- Problem description: Reproduce verbatim everything in the records from the line containing "segment the leafy plant" down to the end of the records, including both of those boundaries.

[Labeled outline entries]
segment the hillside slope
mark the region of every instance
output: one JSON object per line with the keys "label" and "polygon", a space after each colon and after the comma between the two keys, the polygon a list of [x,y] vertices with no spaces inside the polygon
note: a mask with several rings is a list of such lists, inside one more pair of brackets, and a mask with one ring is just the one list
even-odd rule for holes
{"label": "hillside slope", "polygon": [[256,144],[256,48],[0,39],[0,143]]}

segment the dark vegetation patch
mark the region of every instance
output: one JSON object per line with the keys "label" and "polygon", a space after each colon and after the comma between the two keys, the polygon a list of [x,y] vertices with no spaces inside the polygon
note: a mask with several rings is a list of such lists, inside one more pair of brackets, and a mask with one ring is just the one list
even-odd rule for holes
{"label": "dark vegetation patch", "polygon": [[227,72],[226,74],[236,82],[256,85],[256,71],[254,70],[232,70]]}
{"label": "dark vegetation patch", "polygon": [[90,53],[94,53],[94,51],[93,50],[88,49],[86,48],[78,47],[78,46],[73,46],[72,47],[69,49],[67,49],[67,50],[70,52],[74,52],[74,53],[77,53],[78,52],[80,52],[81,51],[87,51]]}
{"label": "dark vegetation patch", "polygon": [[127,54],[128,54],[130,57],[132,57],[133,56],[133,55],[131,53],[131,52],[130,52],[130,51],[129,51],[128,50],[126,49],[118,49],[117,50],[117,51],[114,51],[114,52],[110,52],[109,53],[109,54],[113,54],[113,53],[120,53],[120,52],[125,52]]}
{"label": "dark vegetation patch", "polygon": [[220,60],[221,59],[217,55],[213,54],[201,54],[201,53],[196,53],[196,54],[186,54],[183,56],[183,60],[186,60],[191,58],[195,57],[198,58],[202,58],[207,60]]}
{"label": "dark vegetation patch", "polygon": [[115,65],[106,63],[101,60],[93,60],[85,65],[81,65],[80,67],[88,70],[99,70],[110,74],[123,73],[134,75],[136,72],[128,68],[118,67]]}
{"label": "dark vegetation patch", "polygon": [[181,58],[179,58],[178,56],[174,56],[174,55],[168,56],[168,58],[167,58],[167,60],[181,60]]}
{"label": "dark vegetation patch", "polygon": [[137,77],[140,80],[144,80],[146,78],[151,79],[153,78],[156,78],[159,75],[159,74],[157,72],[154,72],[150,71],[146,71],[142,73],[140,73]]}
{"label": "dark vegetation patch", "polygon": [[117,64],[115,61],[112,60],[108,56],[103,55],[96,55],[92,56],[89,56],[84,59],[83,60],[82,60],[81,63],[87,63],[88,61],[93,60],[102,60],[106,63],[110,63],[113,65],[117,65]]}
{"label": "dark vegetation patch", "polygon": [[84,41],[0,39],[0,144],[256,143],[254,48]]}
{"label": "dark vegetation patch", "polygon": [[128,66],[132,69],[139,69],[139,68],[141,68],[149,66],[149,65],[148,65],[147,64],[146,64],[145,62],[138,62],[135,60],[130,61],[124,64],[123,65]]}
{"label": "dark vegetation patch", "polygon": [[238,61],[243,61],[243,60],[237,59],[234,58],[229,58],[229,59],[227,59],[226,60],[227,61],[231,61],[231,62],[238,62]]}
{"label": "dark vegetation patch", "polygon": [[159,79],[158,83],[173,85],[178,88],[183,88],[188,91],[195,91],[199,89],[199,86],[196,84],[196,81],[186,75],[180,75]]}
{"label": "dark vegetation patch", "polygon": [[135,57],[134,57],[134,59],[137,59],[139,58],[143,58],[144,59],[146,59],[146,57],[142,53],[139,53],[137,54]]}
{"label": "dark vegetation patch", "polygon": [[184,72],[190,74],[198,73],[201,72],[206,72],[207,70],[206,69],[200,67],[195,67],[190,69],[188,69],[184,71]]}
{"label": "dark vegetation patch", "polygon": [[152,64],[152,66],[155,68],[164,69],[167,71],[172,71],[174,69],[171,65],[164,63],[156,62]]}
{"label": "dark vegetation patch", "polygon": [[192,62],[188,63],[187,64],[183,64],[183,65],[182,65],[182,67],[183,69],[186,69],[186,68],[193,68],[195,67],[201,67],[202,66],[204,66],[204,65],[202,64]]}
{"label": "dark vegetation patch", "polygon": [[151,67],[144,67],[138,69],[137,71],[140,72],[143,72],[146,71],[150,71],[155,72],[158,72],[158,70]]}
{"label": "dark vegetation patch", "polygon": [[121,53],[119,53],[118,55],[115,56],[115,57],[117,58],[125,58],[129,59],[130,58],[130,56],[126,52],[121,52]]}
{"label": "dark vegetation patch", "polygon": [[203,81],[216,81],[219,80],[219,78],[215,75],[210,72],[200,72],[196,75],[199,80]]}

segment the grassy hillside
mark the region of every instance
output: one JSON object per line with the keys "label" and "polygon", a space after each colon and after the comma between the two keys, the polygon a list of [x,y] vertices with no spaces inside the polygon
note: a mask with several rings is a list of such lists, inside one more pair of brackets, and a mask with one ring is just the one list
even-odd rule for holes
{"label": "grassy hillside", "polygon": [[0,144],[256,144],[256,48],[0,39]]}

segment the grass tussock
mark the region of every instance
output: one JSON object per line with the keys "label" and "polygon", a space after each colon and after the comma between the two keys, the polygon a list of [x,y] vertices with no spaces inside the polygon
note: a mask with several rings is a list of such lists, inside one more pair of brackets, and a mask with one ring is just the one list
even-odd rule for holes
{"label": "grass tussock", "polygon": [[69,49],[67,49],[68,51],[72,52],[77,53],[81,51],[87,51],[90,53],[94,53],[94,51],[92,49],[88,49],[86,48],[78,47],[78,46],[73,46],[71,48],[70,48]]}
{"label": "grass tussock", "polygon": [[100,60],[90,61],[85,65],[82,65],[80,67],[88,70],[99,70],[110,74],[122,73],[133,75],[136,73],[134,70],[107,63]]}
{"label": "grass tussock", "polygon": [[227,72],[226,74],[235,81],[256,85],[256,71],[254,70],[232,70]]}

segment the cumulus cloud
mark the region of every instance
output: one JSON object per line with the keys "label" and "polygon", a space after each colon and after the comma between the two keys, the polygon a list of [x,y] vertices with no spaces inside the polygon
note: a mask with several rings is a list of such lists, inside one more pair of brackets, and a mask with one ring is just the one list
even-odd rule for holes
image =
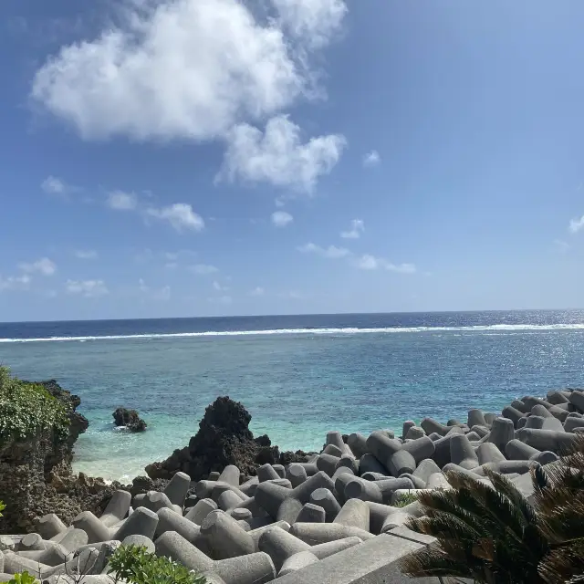
{"label": "cumulus cloud", "polygon": [[362,233],[365,232],[365,224],[361,219],[353,219],[350,222],[350,229],[349,231],[341,231],[340,236],[345,239],[359,239]]}
{"label": "cumulus cloud", "polygon": [[275,211],[272,214],[272,223],[276,227],[286,227],[288,224],[294,221],[294,217],[286,211]]}
{"label": "cumulus cloud", "polygon": [[372,150],[363,156],[363,166],[365,167],[377,166],[381,162],[381,157],[376,150]]}
{"label": "cumulus cloud", "polygon": [[577,234],[582,227],[584,227],[584,215],[572,219],[568,228],[570,233]]}
{"label": "cumulus cloud", "polygon": [[355,260],[355,266],[362,270],[387,270],[400,274],[415,274],[416,266],[413,264],[393,264],[383,257],[376,257],[365,254]]}
{"label": "cumulus cloud", "polygon": [[65,182],[56,176],[47,176],[41,183],[40,188],[48,194],[65,194],[68,187]]}
{"label": "cumulus cloud", "polygon": [[57,271],[57,266],[48,257],[41,257],[30,264],[19,264],[18,267],[27,274],[38,273],[43,276],[53,276]]}
{"label": "cumulus cloud", "polygon": [[310,193],[318,177],[335,167],[346,145],[339,134],[303,142],[300,128],[287,116],[269,120],[264,132],[247,123],[239,124],[228,134],[227,151],[217,180],[239,178]]}
{"label": "cumulus cloud", "polygon": [[116,211],[134,211],[138,207],[138,197],[133,193],[112,191],[108,193],[107,205]]}
{"label": "cumulus cloud", "polygon": [[330,42],[347,14],[342,0],[272,0],[282,26],[311,48]]}
{"label": "cumulus cloud", "polygon": [[0,275],[0,292],[3,290],[27,290],[30,287],[31,279],[28,274],[9,276],[5,278]]}
{"label": "cumulus cloud", "polygon": [[209,264],[195,264],[189,268],[192,272],[199,276],[206,276],[207,274],[215,274],[219,271],[218,267]]}
{"label": "cumulus cloud", "polygon": [[78,259],[98,259],[98,252],[93,249],[78,249],[75,252]]}
{"label": "cumulus cloud", "polygon": [[185,203],[175,203],[162,209],[149,207],[146,209],[146,214],[162,221],[168,221],[179,232],[183,229],[201,231],[204,227],[203,217],[194,213],[193,207]]}
{"label": "cumulus cloud", "polygon": [[82,296],[86,298],[110,294],[103,280],[68,280],[66,288],[68,294]]}
{"label": "cumulus cloud", "polygon": [[313,93],[307,54],[347,11],[341,0],[272,0],[261,19],[239,0],[124,7],[122,26],[61,47],[33,80],[35,102],[85,139],[210,140],[281,111]]}
{"label": "cumulus cloud", "polygon": [[300,245],[299,252],[303,254],[316,254],[321,257],[327,257],[328,259],[339,259],[341,257],[348,257],[350,256],[350,252],[344,247],[337,247],[336,245],[328,245],[328,247],[320,247],[315,244],[306,244],[306,245]]}

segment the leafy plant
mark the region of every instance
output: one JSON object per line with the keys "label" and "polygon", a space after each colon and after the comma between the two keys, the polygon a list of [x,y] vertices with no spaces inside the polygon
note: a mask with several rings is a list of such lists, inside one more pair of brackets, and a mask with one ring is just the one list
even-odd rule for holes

- Written reply:
segment the leafy plant
mark the region of every instance
output: one JSON object per line with the keys "label" and "polygon", a space after each colon and after the comma between the two keys, the polygon a list of [x,y] vertices with no spaces inside the polygon
note: a mask with several rings is a list of such lists, inside one more pair of brackets, and a mask with one ring is just the one list
even-odd rule for holes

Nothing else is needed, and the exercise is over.